◆ **GESTELLTE AUFGABE 1**
Nennen Sie sämtliche Zahlen, die im folgenden Textabschnitt in Ziffern geschrieben sind.

◆ **TEXTABSCHNITT**
Die erste christlich-islamische Kita: Hier feiern alle alles

In Gifhorn begehen Kinder Weihnachten und Opferfest. Aber weil es nicht immer Bratwurst gibt, sehen Kritiker das Abendland in Gefahr.

Ein Junge und ein Mädchen beim Spielen an einem Tisch

Baran (links) und Hira spielen gemeinsam in der Kita „Abrahams Kinder“ in Gifhorn Foto: dpa

Gifhorn taz | Hätte es auch anders ausgehen können, in diesem Sommer 2018, in dem sich alles so erhitzt hat, auch die Stimmung im Land, in dem alles so hart, so schrill und manchmal auch so gewaltsam wurde? Hätte am Ende ein Polizeiwagen vor dem weißen, leicht zurückgesetzten Wohnhaus im Sonnenweg 12 im Gifhorner Süden stehen müssen? Zwei Beamte, die Thermoskanne auf dem Armaturenbrett, den Hof im Blick, auf dem jetzt jeden Morgen 17 Eltern ihre Kleinen an der Tür der Kita „Abrahams Kinder“ abgeben?

◆ **ROHDATEN**
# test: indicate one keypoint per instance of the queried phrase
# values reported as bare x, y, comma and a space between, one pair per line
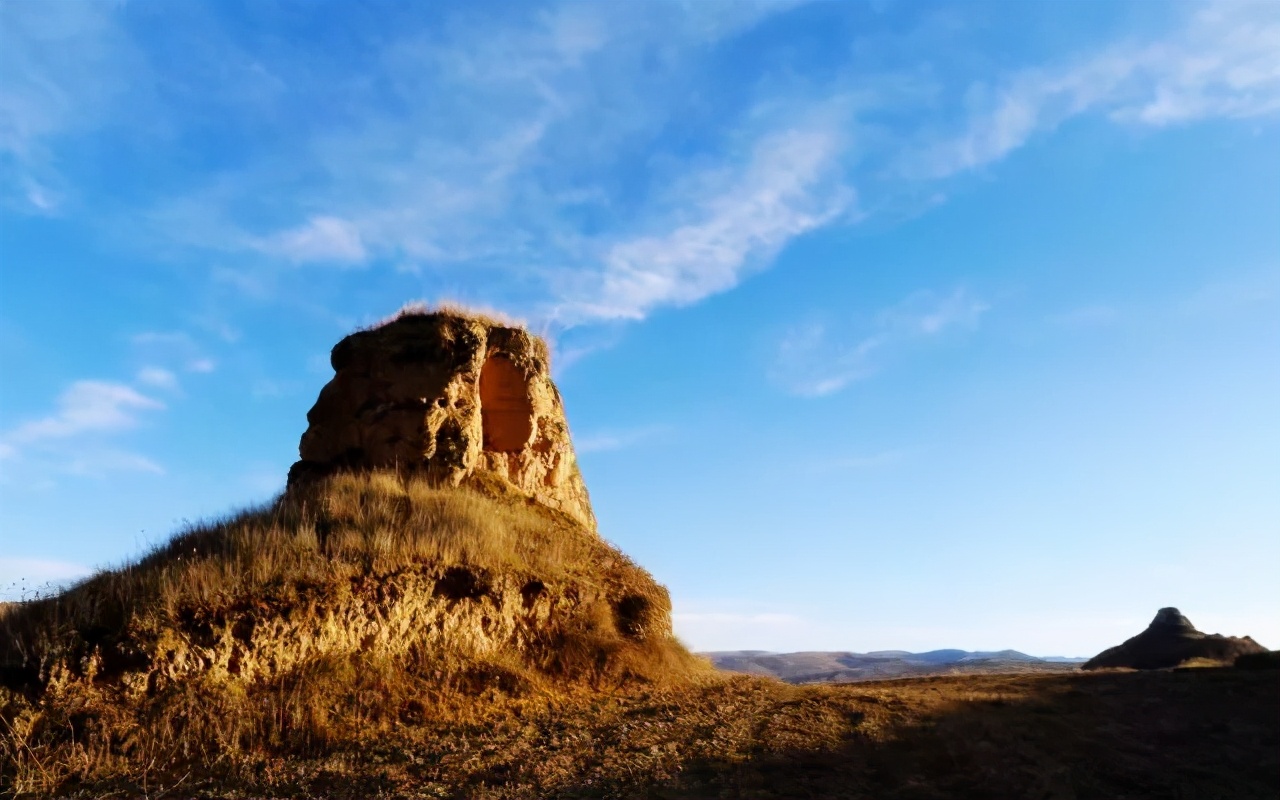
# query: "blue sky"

* * *

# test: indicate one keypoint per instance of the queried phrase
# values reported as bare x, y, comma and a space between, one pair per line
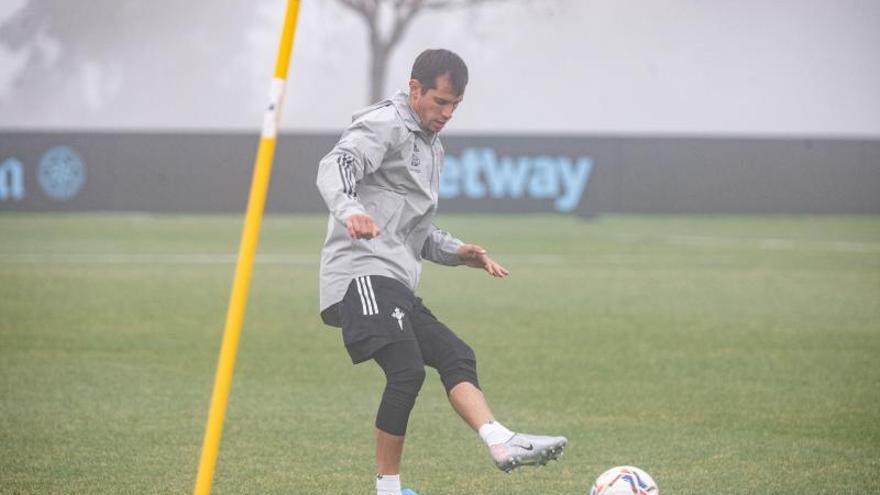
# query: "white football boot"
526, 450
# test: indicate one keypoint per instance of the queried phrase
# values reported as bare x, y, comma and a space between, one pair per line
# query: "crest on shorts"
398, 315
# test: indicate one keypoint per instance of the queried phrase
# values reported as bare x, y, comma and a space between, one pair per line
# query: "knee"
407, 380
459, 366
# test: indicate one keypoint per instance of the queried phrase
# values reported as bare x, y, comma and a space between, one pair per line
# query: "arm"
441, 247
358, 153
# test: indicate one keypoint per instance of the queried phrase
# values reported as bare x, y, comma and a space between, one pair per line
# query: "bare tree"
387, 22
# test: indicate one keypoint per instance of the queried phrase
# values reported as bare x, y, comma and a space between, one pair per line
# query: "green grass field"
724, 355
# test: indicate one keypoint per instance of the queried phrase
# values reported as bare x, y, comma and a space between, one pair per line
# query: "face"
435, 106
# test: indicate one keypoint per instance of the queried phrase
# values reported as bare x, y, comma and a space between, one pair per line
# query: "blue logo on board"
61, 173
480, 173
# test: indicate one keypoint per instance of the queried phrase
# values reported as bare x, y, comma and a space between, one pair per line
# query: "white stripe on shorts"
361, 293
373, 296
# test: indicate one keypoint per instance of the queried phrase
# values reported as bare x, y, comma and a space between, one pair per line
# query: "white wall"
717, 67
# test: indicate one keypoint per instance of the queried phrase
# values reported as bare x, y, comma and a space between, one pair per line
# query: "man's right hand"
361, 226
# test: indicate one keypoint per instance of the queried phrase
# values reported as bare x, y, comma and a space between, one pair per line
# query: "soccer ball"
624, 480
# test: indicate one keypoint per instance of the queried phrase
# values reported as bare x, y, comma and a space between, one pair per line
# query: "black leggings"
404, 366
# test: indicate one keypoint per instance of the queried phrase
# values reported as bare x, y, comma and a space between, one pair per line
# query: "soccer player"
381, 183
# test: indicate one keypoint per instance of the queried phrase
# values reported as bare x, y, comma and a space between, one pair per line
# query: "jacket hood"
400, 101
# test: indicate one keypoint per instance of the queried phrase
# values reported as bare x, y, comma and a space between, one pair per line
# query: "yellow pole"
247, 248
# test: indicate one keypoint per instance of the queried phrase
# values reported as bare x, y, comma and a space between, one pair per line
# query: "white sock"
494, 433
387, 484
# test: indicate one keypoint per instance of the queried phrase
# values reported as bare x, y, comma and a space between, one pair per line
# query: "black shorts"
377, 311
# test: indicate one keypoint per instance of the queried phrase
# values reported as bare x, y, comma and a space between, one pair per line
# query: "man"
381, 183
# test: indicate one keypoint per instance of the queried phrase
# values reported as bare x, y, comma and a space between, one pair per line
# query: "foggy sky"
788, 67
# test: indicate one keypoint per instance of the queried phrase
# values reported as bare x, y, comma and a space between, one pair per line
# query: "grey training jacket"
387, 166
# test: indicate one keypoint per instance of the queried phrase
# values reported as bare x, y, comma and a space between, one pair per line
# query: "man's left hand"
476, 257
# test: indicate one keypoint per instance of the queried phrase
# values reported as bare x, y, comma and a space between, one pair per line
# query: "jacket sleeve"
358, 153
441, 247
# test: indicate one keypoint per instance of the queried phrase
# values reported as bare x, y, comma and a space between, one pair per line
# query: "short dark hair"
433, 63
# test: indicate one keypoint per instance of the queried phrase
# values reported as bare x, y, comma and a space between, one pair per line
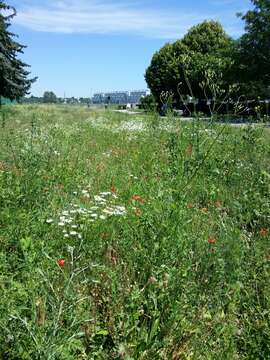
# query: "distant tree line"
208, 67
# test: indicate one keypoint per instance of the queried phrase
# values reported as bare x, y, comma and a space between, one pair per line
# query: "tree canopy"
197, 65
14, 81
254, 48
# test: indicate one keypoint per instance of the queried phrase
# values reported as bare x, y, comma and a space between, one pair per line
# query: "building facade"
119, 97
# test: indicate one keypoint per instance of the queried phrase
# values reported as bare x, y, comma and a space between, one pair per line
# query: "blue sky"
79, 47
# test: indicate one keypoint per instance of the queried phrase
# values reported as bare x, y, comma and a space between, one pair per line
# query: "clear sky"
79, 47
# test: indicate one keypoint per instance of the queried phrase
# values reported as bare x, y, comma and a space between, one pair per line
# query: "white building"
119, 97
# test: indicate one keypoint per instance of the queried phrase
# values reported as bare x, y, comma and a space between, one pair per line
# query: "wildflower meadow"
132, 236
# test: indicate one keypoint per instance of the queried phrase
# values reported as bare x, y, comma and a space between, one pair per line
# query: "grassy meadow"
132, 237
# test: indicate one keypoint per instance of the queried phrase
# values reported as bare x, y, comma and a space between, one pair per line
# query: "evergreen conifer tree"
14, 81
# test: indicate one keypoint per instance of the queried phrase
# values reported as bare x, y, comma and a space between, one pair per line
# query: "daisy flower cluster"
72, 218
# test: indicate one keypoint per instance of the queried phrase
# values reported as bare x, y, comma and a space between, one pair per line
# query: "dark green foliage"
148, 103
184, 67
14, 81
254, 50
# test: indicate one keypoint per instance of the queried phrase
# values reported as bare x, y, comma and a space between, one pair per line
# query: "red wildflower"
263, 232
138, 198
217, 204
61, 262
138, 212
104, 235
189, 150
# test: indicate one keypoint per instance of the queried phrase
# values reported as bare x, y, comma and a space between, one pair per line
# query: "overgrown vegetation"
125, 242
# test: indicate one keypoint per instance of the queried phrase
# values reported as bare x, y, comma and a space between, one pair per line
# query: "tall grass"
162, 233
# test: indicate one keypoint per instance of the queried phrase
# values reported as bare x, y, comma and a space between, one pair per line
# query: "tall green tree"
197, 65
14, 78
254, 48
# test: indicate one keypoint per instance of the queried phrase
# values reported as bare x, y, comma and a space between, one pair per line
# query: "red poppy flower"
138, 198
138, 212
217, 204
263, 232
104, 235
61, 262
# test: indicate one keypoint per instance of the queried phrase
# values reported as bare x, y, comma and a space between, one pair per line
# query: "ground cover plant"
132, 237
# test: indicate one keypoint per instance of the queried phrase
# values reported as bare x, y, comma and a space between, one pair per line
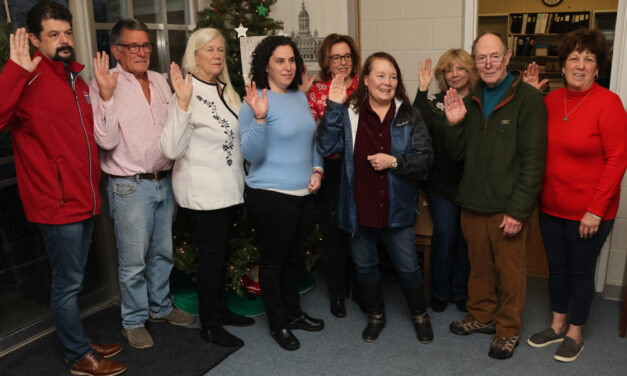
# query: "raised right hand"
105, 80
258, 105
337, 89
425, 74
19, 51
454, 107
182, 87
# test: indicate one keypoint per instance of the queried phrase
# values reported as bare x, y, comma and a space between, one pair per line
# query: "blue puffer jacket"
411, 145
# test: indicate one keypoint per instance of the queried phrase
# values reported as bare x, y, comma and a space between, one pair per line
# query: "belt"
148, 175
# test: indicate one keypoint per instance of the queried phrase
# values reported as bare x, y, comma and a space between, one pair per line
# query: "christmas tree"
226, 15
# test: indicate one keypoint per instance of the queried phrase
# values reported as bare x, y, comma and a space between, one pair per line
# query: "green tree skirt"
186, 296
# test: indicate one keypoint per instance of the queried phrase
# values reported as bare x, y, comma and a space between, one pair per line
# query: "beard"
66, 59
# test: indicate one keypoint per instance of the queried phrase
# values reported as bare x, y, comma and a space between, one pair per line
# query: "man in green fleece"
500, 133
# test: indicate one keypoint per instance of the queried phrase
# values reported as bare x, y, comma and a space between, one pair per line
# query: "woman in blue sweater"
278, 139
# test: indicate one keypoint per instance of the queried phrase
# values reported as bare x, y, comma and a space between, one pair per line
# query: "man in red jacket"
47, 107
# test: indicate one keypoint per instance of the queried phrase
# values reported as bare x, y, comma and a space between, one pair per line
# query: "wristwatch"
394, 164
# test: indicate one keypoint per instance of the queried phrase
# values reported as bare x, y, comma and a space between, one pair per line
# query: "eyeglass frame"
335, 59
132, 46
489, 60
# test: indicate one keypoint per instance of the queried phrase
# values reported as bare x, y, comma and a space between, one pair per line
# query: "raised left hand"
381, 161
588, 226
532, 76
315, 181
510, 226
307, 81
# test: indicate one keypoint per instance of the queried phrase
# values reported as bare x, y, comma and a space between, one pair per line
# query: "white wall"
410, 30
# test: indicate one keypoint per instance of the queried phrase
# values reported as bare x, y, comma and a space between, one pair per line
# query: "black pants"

◆ **GESTELLTE AUFGABE 2**
Geben Sie jede Zeile der Datensätze an, in der die Zeichenfolge „white“ vorkommt, wobei Groß- und Kleinschreibung zu beachten ist.

◆ **ERWARTETE ANTWORT 1**
2018, 12, 17

◆ **ERWARTETE ANTWORT 2**
# query: "white football boot"
# query: "white stripe on shorts"
# query: "white wall"
# query: "white sock"
# query: "white building"
# query: "white wall"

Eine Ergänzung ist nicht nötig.